Liste des tâches
- 1) Recopiez le passage du texte sur les organistes de Notre-Dame en commençant à « Paris, les Jeux » et en terminant à « les organistes ? ».
- 2) Poursuivez le texte sur les organistes de Notre-Dame à partir de sa dernière phrase.

Extrait du texte
────────────────

Paris, les Jeux olympiques, Notre-Dame… Une trilogie qui, en 2024, frise le pléonasme.
Évènement sportif et emblème patrimonial se rejoignent pour faire de cette année un point-repère de l’Histoire. Une de celle que l’on n’oubliera pas de sitôt. La reconstruction de la cathédrale, dont la réouverture est prévue en décembre de cette année, marquera une nouvelle ère pour ce lieu emblématique fortement endommagé par le terrible incendie de 2019. L’orgue de chœur a été détruit ; un nouveau est en cours de construction. Le grand orgue, bien qu’endommagé, fut miraculeusement épargné ; il est restauré et en cours d’harmonisation.
Mais les organistes ?
La nouvelle tombe mi-avril : cinq musiciens se partageront l’honneur de servir Notre-Dame. Parmi ceux-ci, des anciens et des nouveaux : Olivier Latry, Vincent Dubois, Thierry Escaich et Yves Castagnet (ce dernier pour l’orgue de chœur), quatre organistes à la carrière internationale solidement implantée, ainsi qu’un jeune étudiant du CNSMDP, Thibault Fajoles, 21 ans, nommé titulaire-adjoint des deux instruments. Johann Vexo (auparavant à l’orgue de chœur) disparaît des cadres. Philippe Lefebvre devient titulaire émérite aux côtés de Jean-Pierre Leguay, auréolé de ce titre depuis 2016. Une annonce laconique. Pas de concours, mais ce qui semble être un mot d’ordre : « une équipe renforcée et rajeunie ».
Les réseaux sociaux s’affolent. Stupéfaction et incompréhension imbibent des commentaires qui, pourtant, n’oublient pas de féliciter comme il se doit les heureux nominés. Les critiques ouvertes restent la plupart du temps anonymes. Le « politiquement correct » serait-il de mise… ?

────────────────

Données
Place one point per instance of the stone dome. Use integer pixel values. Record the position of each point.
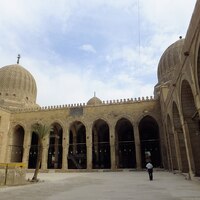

────────────────

Résultats des tâches
- 1)
Paris, les Jeux olympiques, Notre-Dame… Une trilogie qui, en 2024, frise le pléonasme.
Évènement sportif et emblème patrimonial se rejoignent pour faire de cette année un point-repère de l’Histoire. Une de celle que l’on n’oubliera pas de sitôt. La reconstruction de la cathédrale, dont la réouverture est prévue en décembre de cette année, marquera une nouvelle ère pour ce lieu emblématique fortement endommagé par le terrible incendie de 2019. L’orgue de chœur a été détruit ; un nouveau est en cours de construction. Le grand orgue, bien qu’endommagé, fut miraculeusement épargné ; il est restauré et en cours d’harmonisation.
Mais les organistes ?

- 2)
Mais, sur toutes les lèvres, de nombreuses questions. Pourquoi un tel choix ? Pourquoi de manière aussi brutale et, semble-t-il, sans concertation avec l’ancienne équipe qui, légitimement, aurait pu avoir voix au chapitre ? Pourquoi un étudiant – dont personne ne conteste l’engagement, ni la motivation – encore en cours d’étude ? Pourquoi renoncer à l’arbitrage d’un concours ? Bien sûr, direz-vous, le fait s’est déjà produit dans d’autres grandes tribunes ; et en soi, le concours n’est garant ni d’infaillibilité, ni de justice… Alors les questions s’enchaînent : pourquoi un concours s’il est « truqué » ? Ou si le résultat est connu à l’avance ?
Dans le microcosme des organistes, les nominations à la tribune de Notre-Dame, dans le passé, ont d’ailleurs régulièrement soulevé polémiques et crispations. Celles de Louis Vierne, de Léonce de Saint-Martin, de Pierre Cochereau, entre autres, n’ont pas échappé à la règle en leur temps. Reste que le concours, avec ses limites, représente à ce jour la garantie peut-être la plus solide d’une certaine objectivité en imposant une série d’épreuves dont l’exigence est liée au prestige du poste.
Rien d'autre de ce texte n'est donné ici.